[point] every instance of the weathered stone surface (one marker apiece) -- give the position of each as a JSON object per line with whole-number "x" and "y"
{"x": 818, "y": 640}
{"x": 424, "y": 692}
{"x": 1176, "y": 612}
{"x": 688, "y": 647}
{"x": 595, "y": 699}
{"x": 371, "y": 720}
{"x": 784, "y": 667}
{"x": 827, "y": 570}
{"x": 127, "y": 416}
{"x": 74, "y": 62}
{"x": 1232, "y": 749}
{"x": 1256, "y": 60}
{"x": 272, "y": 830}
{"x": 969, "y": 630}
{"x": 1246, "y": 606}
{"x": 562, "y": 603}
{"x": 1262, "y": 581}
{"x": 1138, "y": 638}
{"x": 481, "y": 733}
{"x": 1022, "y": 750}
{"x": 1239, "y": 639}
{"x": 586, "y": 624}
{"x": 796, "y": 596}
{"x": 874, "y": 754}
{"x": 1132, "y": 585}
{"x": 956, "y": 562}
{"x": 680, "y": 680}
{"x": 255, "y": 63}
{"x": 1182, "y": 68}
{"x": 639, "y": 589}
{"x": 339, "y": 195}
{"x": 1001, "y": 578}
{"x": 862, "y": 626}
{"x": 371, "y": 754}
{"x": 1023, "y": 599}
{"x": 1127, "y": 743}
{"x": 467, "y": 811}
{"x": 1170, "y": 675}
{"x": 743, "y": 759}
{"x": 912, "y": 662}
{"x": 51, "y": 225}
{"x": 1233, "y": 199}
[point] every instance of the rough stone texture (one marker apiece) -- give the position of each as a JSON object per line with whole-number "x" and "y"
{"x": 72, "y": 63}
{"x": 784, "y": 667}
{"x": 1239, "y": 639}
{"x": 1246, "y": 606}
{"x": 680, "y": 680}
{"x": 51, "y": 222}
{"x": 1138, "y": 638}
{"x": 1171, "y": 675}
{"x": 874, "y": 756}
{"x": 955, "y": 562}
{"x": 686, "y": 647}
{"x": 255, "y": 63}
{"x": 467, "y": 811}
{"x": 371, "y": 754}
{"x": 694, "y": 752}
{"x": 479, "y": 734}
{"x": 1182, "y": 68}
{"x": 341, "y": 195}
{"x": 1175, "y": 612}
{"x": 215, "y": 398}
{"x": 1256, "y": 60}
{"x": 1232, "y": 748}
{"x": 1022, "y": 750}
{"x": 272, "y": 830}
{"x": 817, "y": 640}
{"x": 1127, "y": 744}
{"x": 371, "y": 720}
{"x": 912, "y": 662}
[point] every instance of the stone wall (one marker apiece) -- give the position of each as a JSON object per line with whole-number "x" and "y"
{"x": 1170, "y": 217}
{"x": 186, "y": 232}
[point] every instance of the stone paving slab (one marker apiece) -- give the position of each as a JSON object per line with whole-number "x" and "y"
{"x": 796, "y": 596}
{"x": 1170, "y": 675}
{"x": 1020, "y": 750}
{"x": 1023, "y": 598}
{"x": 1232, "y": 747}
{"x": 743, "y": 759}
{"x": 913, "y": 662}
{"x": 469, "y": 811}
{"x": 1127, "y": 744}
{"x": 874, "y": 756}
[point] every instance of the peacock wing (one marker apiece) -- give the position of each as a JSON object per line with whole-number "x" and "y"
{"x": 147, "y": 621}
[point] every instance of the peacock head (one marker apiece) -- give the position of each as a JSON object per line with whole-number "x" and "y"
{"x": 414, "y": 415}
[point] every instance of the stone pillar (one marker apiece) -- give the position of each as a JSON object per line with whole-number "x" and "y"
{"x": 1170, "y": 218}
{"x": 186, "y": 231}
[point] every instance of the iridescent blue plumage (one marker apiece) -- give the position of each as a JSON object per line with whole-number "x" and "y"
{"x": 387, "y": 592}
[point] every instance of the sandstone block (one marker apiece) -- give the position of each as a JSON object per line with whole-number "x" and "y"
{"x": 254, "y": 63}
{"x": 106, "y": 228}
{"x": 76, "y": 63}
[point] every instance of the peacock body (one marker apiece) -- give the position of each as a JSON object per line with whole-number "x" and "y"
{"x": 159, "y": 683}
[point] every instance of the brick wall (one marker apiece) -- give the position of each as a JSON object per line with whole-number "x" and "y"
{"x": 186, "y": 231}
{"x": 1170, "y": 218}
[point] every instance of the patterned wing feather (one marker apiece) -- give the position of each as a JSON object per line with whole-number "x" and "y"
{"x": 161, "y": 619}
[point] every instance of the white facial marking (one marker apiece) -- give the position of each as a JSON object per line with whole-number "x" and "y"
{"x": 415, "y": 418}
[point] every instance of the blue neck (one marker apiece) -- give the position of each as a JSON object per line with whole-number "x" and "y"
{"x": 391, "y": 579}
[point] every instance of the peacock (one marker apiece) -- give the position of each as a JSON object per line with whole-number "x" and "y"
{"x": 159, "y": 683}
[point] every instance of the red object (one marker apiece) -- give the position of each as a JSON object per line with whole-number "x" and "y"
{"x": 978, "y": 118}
+--
■ **TASK DETAILS**
Every line between the one that contains "[point] every instance of the red" and the last line of the listing, both included, should be retyped exactly, with nothing else added.

■ **RESPONSE FOR THIS EXERCISE**
[point] every instance of the red object (one marker apiece) -- give the position of each as a JSON object per line with whole-number "x" and "y"
{"x": 978, "y": 118}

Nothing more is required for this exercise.